### Exercise aim
All of the data is to be set down again without alteration.

Dataset records:
▼

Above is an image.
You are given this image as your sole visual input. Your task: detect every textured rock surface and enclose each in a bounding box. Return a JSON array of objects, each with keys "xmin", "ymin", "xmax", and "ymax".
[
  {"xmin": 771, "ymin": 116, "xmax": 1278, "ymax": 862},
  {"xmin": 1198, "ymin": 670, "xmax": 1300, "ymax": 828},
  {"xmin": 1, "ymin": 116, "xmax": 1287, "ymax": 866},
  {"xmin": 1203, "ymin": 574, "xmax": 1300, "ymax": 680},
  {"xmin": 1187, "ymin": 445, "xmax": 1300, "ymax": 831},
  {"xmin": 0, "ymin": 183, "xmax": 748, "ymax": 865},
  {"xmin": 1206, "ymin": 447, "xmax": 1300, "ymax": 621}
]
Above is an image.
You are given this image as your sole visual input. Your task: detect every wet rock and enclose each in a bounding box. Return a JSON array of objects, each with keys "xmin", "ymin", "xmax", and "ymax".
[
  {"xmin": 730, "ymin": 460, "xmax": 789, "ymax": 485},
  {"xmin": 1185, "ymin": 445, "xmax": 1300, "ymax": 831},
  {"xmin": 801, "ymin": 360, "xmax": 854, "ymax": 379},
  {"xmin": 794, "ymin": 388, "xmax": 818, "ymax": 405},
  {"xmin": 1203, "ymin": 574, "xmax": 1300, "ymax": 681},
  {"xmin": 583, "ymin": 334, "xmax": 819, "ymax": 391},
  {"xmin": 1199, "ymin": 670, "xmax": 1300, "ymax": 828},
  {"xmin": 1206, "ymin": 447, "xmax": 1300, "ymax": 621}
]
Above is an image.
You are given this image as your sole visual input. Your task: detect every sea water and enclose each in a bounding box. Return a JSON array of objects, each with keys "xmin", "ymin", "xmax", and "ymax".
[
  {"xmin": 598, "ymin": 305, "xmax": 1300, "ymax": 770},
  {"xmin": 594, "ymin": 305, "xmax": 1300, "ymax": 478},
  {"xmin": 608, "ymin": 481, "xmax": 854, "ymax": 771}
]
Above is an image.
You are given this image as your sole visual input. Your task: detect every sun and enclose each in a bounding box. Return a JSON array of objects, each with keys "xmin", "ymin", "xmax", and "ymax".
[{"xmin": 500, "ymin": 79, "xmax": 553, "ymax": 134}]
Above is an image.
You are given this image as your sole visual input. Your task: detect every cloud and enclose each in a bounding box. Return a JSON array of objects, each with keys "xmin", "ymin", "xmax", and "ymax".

▲

### Result below
Above is an image.
You are given this image as your sole visual input. Your task: detect every textured rock surface and enclose each in a bounding box. Return a JSON array of objects, each with keys "xmin", "ymin", "xmax", and "ymax".
[
  {"xmin": 771, "ymin": 116, "xmax": 1278, "ymax": 862},
  {"xmin": 1198, "ymin": 670, "xmax": 1300, "ymax": 828},
  {"xmin": 1, "ymin": 116, "xmax": 1287, "ymax": 866},
  {"xmin": 1203, "ymin": 574, "xmax": 1300, "ymax": 680},
  {"xmin": 1187, "ymin": 445, "xmax": 1300, "ymax": 831},
  {"xmin": 0, "ymin": 183, "xmax": 748, "ymax": 865},
  {"xmin": 1206, "ymin": 447, "xmax": 1300, "ymax": 621}
]
Above is an image.
You are given this image as your sole visual input. Your task: detect every wet rock and enclose each in a bounding box. Return a JSON array of objects, each with keys "xmin", "ymin", "xmax", and "ymax".
[
  {"xmin": 730, "ymin": 460, "xmax": 789, "ymax": 485},
  {"xmin": 1185, "ymin": 445, "xmax": 1300, "ymax": 831},
  {"xmin": 801, "ymin": 360, "xmax": 854, "ymax": 379},
  {"xmin": 794, "ymin": 388, "xmax": 818, "ymax": 405},
  {"xmin": 1203, "ymin": 574, "xmax": 1300, "ymax": 681},
  {"xmin": 583, "ymin": 334, "xmax": 819, "ymax": 391},
  {"xmin": 1199, "ymin": 670, "xmax": 1300, "ymax": 828},
  {"xmin": 1206, "ymin": 447, "xmax": 1300, "ymax": 621}
]
Above is an image.
You are given this image as your sole visual input. Your task: detect every sea water and enclose each in a bounding box. Return a JSON array of objects, each with keys "xmin", "ymin", "xmax", and "ymax".
[
  {"xmin": 598, "ymin": 305, "xmax": 1300, "ymax": 770},
  {"xmin": 594, "ymin": 305, "xmax": 1300, "ymax": 478},
  {"xmin": 608, "ymin": 481, "xmax": 854, "ymax": 771}
]
Above is an image.
You are given this image as your sole visual input. Your task: detect every sun and enclose each in a bounding box. Return a JSON array of objects, each with keys "xmin", "ymin", "xmax", and "ymax".
[{"xmin": 500, "ymin": 79, "xmax": 553, "ymax": 134}]
Above is an image.
You are given this image as your sole visual input. Your task: detect every cloud and enclose each in a bounding box. Return a JSON array of objects, each with keys "xmin", "ymin", "xmax", and "ymax".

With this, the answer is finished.